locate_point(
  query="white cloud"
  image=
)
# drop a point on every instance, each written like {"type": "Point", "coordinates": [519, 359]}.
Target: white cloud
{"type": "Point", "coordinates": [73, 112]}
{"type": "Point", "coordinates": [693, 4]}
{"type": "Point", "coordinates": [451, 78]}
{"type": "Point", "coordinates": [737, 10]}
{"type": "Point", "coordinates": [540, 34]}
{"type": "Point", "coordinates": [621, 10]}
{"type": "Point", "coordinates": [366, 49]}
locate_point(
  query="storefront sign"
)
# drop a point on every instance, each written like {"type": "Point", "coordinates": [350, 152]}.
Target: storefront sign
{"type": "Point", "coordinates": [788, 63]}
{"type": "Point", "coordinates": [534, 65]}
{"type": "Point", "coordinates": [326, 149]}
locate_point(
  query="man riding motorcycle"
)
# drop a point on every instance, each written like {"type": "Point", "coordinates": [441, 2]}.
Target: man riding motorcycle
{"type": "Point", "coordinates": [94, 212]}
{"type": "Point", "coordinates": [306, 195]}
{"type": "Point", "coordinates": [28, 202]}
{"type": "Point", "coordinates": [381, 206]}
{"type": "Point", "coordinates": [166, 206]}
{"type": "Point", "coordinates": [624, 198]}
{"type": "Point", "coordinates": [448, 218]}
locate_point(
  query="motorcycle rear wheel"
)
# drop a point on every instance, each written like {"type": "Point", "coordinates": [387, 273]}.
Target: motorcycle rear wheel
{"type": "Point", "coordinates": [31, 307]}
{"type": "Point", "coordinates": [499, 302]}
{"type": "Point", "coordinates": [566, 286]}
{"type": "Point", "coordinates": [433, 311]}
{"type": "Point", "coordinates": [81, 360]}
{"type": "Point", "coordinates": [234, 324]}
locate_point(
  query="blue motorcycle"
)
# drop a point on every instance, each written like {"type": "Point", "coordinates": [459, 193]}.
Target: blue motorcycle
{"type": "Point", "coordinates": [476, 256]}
== == ==
→ **REQUIREMENT**
Exactly as given, restate all the lines above.

→ **WRITTEN SOLUTION**
locate_point(
  query="white cloud"
  image=
)
# drop a point on every instance, each written like {"type": "Point", "coordinates": [519, 359]}.
Target: white cloud
{"type": "Point", "coordinates": [73, 112]}
{"type": "Point", "coordinates": [693, 4]}
{"type": "Point", "coordinates": [451, 78]}
{"type": "Point", "coordinates": [737, 10]}
{"type": "Point", "coordinates": [540, 34]}
{"type": "Point", "coordinates": [621, 10]}
{"type": "Point", "coordinates": [366, 49]}
locate_point(
  query="storefront sign"
)
# drop a point on every instance, each written like {"type": "Point", "coordinates": [350, 152]}.
Target: storefront sign
{"type": "Point", "coordinates": [788, 63]}
{"type": "Point", "coordinates": [534, 65]}
{"type": "Point", "coordinates": [326, 149]}
locate_point(
  query="man riding motorcycle"
)
# drop a point on every instance, each written like {"type": "Point", "coordinates": [441, 2]}.
Target: man riding motorcycle
{"type": "Point", "coordinates": [94, 212]}
{"type": "Point", "coordinates": [306, 195]}
{"type": "Point", "coordinates": [28, 202]}
{"type": "Point", "coordinates": [381, 206]}
{"type": "Point", "coordinates": [166, 206]}
{"type": "Point", "coordinates": [624, 198]}
{"type": "Point", "coordinates": [448, 218]}
locate_point(
  query="motorcycle rear wheel"
)
# drop a point on every instance, each written like {"type": "Point", "coordinates": [387, 273]}.
Target: motorcycle rear wheel
{"type": "Point", "coordinates": [31, 307]}
{"type": "Point", "coordinates": [499, 302]}
{"type": "Point", "coordinates": [566, 286]}
{"type": "Point", "coordinates": [433, 311]}
{"type": "Point", "coordinates": [81, 360]}
{"type": "Point", "coordinates": [234, 324]}
locate_point(
  query="blue motorcycle"
)
# drop a point on every instance, each written like {"type": "Point", "coordinates": [459, 193]}.
Target: blue motorcycle
{"type": "Point", "coordinates": [476, 256]}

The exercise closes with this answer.